▸ YOUR ASSIGNMENT
Scan the records for the line containing "Each line starts"; extract it and all later lines, verbatim, through the end, and nothing before it.

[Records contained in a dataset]
Content starts

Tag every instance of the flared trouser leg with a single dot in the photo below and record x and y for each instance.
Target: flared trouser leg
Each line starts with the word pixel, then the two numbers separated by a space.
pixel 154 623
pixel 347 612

Content ends

▸ RESULT OF THIS EXERCISE
Each line starts with the word pixel, then the two numbers separated by a space.
pixel 154 623
pixel 347 612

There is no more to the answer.